▶ **SET PROBLEM**
Count how many lines of the entries below contain the word "orchid", and reply with that number only.

▶ **DATASET**
^^^^^^^^

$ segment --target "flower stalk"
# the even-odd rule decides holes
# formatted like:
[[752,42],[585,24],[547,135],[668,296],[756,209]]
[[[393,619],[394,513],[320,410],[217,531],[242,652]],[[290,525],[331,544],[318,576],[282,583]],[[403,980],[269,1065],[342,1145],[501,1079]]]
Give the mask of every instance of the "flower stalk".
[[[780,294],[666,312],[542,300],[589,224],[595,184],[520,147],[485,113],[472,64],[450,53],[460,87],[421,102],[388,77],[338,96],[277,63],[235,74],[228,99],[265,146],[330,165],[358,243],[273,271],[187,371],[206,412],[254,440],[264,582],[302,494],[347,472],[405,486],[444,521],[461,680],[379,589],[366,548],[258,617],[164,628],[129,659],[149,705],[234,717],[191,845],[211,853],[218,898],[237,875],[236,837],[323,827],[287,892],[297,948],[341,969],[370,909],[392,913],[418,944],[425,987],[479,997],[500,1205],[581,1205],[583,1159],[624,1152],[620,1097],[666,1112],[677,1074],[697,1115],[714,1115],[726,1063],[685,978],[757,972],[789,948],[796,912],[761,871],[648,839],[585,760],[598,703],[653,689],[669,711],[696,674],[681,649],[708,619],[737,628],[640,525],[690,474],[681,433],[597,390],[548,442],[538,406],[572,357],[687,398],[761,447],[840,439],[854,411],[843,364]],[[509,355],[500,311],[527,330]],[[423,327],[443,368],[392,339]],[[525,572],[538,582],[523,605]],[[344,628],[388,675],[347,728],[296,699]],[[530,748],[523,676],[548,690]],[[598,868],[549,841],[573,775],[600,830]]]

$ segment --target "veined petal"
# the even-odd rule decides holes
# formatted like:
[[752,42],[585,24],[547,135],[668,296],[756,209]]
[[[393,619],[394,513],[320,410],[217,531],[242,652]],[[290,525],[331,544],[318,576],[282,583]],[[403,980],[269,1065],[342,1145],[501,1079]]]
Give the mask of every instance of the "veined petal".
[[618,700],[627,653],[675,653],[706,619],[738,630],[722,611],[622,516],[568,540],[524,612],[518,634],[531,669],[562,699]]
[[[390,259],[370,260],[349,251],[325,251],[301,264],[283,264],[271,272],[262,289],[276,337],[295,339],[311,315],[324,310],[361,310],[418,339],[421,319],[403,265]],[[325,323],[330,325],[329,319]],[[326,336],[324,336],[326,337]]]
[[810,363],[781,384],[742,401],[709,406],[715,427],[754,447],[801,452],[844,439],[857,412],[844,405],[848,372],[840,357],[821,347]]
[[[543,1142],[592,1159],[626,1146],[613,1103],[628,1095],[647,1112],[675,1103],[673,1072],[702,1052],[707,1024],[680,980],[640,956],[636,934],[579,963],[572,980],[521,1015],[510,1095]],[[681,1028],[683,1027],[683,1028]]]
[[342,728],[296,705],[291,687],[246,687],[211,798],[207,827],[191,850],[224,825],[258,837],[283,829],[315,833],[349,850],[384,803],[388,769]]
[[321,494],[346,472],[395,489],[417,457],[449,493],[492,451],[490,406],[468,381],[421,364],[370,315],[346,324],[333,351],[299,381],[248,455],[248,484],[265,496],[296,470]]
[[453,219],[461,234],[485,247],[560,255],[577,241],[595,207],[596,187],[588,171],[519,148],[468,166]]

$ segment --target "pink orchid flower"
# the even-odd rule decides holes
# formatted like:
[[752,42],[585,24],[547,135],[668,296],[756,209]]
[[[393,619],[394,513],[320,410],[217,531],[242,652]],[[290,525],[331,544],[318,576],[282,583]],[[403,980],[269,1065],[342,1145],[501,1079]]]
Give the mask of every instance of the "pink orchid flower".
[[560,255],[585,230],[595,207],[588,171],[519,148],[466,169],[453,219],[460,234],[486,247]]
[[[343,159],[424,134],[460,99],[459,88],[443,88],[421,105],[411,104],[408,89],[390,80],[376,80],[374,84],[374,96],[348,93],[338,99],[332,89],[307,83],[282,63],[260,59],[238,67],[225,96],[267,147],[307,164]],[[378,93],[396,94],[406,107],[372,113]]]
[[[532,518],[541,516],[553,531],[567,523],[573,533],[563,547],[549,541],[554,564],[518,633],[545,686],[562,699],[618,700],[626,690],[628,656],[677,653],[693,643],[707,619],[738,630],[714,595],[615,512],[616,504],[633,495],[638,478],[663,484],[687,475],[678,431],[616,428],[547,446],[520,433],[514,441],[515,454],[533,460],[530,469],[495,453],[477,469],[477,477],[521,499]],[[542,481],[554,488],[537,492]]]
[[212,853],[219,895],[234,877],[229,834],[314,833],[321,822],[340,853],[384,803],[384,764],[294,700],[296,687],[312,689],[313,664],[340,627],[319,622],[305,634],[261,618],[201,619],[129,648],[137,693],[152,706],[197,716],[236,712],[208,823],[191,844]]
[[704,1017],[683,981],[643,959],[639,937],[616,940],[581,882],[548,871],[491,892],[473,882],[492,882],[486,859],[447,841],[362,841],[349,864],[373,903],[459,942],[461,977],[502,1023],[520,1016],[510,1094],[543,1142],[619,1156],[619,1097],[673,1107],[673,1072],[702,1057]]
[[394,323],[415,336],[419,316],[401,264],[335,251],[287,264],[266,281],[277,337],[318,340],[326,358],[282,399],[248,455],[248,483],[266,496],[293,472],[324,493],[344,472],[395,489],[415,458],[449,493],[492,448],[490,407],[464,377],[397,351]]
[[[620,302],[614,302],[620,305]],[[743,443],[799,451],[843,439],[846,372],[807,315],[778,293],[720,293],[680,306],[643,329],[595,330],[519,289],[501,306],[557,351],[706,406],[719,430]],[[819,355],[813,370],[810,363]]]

^^^^^^^^

▶ **PROBLEM SOLUTION**
2